*What needs to be done*
Search the records for the word "white" and pick out every line that has it.

----- Exercise data

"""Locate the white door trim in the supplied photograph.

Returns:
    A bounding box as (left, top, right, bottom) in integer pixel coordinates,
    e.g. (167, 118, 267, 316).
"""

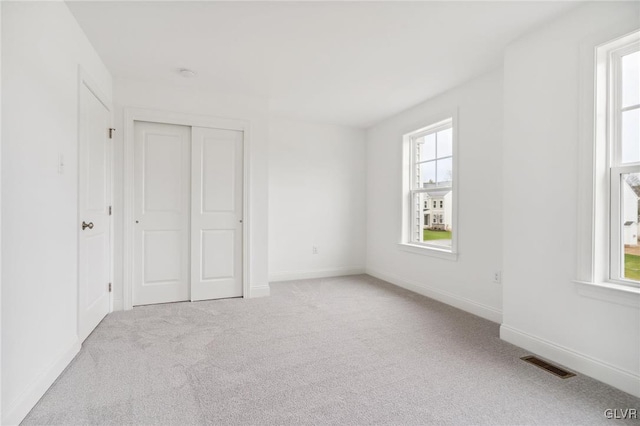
(123, 107, 251, 310)
(77, 67, 113, 332)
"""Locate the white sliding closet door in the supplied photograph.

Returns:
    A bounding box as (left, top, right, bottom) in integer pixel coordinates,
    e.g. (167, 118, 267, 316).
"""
(191, 127, 244, 301)
(133, 121, 191, 305)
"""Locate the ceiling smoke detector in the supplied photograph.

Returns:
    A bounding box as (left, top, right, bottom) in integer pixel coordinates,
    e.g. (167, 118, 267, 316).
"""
(179, 68, 196, 78)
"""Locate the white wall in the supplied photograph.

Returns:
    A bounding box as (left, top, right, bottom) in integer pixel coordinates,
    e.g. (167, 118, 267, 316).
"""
(366, 69, 504, 322)
(269, 117, 366, 281)
(501, 1, 640, 397)
(1, 3, 112, 424)
(111, 78, 270, 309)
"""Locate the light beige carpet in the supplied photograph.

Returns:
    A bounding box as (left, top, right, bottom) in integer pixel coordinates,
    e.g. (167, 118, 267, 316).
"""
(23, 274, 640, 425)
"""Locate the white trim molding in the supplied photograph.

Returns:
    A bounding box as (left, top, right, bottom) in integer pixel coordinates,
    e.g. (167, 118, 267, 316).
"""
(574, 279, 640, 309)
(366, 268, 502, 323)
(269, 267, 366, 282)
(397, 243, 458, 261)
(123, 107, 252, 309)
(501, 324, 640, 398)
(249, 285, 271, 298)
(2, 339, 81, 426)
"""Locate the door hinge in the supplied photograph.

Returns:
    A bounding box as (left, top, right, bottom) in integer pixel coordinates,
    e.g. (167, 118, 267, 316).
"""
(108, 283, 112, 292)
(109, 206, 112, 216)
(109, 128, 116, 139)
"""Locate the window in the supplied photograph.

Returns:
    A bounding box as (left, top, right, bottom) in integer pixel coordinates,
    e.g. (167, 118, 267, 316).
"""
(402, 115, 457, 256)
(582, 31, 640, 292)
(606, 37, 640, 286)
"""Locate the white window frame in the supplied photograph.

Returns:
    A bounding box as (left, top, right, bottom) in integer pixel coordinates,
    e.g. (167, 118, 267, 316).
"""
(399, 111, 458, 261)
(575, 29, 640, 299)
(608, 40, 640, 286)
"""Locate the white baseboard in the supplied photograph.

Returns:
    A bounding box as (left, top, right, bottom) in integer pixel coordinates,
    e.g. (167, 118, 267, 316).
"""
(366, 268, 502, 323)
(112, 298, 123, 312)
(501, 324, 640, 398)
(249, 284, 271, 298)
(269, 266, 365, 282)
(2, 339, 81, 426)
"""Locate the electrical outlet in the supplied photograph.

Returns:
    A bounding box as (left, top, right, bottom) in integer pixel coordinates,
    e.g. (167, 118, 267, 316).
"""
(312, 246, 318, 255)
(493, 270, 502, 284)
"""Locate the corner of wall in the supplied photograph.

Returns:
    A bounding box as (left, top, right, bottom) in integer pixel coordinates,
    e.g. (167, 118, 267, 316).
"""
(500, 324, 640, 398)
(1, 339, 80, 426)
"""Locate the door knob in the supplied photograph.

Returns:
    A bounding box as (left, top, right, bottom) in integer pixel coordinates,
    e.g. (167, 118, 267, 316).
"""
(82, 221, 94, 230)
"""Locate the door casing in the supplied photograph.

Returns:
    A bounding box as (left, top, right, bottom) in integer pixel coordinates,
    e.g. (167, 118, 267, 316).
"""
(123, 108, 251, 310)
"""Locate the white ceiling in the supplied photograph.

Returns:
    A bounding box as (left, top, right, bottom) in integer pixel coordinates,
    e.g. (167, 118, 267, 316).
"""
(67, 1, 579, 128)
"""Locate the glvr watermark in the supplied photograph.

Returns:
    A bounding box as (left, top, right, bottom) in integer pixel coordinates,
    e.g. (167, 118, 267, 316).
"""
(604, 408, 637, 420)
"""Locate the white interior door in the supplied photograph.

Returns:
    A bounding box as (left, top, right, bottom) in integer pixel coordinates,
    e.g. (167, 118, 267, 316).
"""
(78, 82, 111, 342)
(191, 127, 243, 301)
(133, 122, 190, 305)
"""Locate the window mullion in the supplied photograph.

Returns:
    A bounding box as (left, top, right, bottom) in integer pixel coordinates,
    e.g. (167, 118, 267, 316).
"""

----------

*Task answer*
"""Locate the white door trim in the supplied photograph.
"""Locate the white sliding closet door in the supplied photograph.
"""Locate the white wall in the supplied photograph.
"""Locate the white trim molding in the supplied photograph.
"""Locate the white window frame in the supplied photograph.
"""Locate the white baseboard in the supplied photograph.
"""Locate the white ceiling in the supplied photograph.
"""Locate the white interior door in the supplied photograph.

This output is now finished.